09-20-2008, 06:07 AM
i know that resting for a day or two periodically has been good for me. i'm a little obsessive once i set my mind to something, so i don't really think it'd be possible to not exercise for a whole week. :)

i was sick this weekend (and due to some good advice) took it easy for a couple of days. and it's true, i was more sore/lethargic (sickness aside) when i wasn't exercising...but i was truly refreshed coming back to it. i took 2 days off, 1 lite day and today i was back to my normal. i was pleased to see my weight had dropped tonight when i weighed in too!

i don't know if it works out like that every time, but maybe? i know that it was the right thing for me to do in my situation.

basically...listen to your body--if you are getting exhausted, sick, shin splints etc...modify/reduce your exercise for a few days and see how you feel.

Data section:
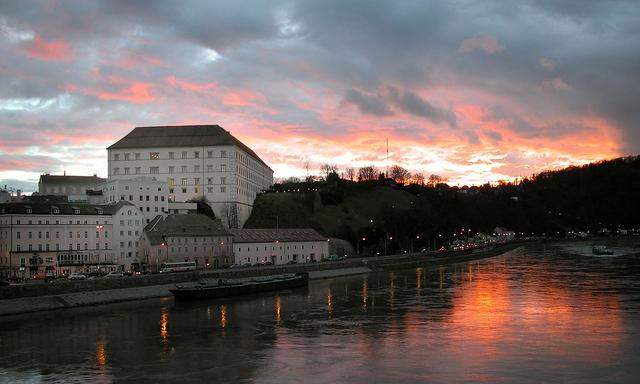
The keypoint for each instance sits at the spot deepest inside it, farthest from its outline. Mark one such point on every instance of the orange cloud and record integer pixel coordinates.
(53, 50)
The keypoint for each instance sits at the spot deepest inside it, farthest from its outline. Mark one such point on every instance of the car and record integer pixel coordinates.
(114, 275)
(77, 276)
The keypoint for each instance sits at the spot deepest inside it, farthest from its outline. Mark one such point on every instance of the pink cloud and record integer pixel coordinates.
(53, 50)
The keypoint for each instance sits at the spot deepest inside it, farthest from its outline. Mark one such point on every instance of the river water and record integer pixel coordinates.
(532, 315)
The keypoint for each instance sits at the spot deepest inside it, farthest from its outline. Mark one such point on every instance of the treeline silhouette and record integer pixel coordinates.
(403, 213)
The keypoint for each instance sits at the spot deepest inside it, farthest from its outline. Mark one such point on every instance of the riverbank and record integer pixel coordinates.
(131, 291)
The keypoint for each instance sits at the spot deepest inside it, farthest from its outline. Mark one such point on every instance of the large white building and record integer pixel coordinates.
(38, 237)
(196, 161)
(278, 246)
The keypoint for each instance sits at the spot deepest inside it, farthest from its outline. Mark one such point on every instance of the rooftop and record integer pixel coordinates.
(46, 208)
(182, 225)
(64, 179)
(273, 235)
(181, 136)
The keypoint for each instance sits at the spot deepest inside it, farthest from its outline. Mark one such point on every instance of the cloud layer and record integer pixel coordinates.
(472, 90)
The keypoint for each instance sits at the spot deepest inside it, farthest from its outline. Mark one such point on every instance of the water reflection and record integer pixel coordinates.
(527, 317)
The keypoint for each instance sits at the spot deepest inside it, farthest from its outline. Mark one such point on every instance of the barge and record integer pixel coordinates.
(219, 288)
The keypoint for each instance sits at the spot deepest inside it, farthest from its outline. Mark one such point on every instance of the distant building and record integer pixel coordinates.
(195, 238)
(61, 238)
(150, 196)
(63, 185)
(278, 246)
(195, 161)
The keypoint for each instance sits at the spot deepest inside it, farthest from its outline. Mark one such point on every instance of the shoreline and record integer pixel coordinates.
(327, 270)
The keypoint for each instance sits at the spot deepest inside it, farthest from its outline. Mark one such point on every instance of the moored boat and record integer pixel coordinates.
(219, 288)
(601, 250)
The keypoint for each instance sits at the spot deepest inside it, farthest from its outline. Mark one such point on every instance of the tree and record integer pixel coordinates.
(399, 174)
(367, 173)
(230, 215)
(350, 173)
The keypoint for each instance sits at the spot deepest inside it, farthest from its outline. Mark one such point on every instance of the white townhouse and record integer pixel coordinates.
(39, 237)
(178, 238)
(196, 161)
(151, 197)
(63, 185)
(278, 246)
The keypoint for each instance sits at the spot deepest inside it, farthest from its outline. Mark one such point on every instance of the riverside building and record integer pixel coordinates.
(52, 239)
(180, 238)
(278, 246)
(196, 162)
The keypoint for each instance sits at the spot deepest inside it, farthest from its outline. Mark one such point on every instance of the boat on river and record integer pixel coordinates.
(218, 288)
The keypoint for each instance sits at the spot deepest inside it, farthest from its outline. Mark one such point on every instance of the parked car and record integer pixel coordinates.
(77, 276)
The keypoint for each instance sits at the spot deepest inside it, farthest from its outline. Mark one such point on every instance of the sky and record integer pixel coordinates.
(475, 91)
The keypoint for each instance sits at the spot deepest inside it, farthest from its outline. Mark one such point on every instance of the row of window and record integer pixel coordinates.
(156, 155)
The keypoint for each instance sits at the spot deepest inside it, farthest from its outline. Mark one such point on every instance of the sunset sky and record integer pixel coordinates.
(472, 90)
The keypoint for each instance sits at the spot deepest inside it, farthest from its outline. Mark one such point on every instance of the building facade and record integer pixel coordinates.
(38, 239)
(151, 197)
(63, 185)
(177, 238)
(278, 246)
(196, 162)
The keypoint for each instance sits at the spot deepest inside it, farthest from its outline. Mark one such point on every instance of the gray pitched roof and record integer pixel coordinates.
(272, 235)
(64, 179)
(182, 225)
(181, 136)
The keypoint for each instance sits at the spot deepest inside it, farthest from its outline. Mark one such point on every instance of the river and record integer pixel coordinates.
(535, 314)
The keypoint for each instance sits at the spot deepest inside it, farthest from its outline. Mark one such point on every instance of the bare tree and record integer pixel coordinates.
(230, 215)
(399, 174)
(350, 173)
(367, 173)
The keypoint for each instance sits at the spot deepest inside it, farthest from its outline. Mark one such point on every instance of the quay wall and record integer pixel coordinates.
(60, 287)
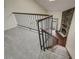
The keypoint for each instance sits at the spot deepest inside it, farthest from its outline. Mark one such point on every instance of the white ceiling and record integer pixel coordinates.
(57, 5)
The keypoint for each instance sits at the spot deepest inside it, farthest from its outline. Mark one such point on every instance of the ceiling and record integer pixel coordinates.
==
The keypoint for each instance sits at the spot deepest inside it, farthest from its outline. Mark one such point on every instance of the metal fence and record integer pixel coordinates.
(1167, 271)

Instructions:
1 > List every condition that the forum post on resting from exercise gives, in its last sentence, as a reason to modify or reduce your exercise.
2 > Reproduce word for word the passage of the forum post on resting from exercise that begins at the words "i was sick this" and stops after "in my situation.".

Solutions to the tasks:
1 >
- getting exhausted
- sick
- shin splints

2 >
i was sick this weekend (and due to some good advice) took it easy for a couple of days. and it's true, i was more sore/lethargic (sickness aside) when i wasn't exercising...but i was truly refreshed coming back to it. i took 2 days off, 1 lite day and today i was back to my normal. i was pleased to see my weight had dropped tonight when i weighed in too!

i don't know if it works out like that every time, but maybe? i know that it was the right thing for me to do in my situation.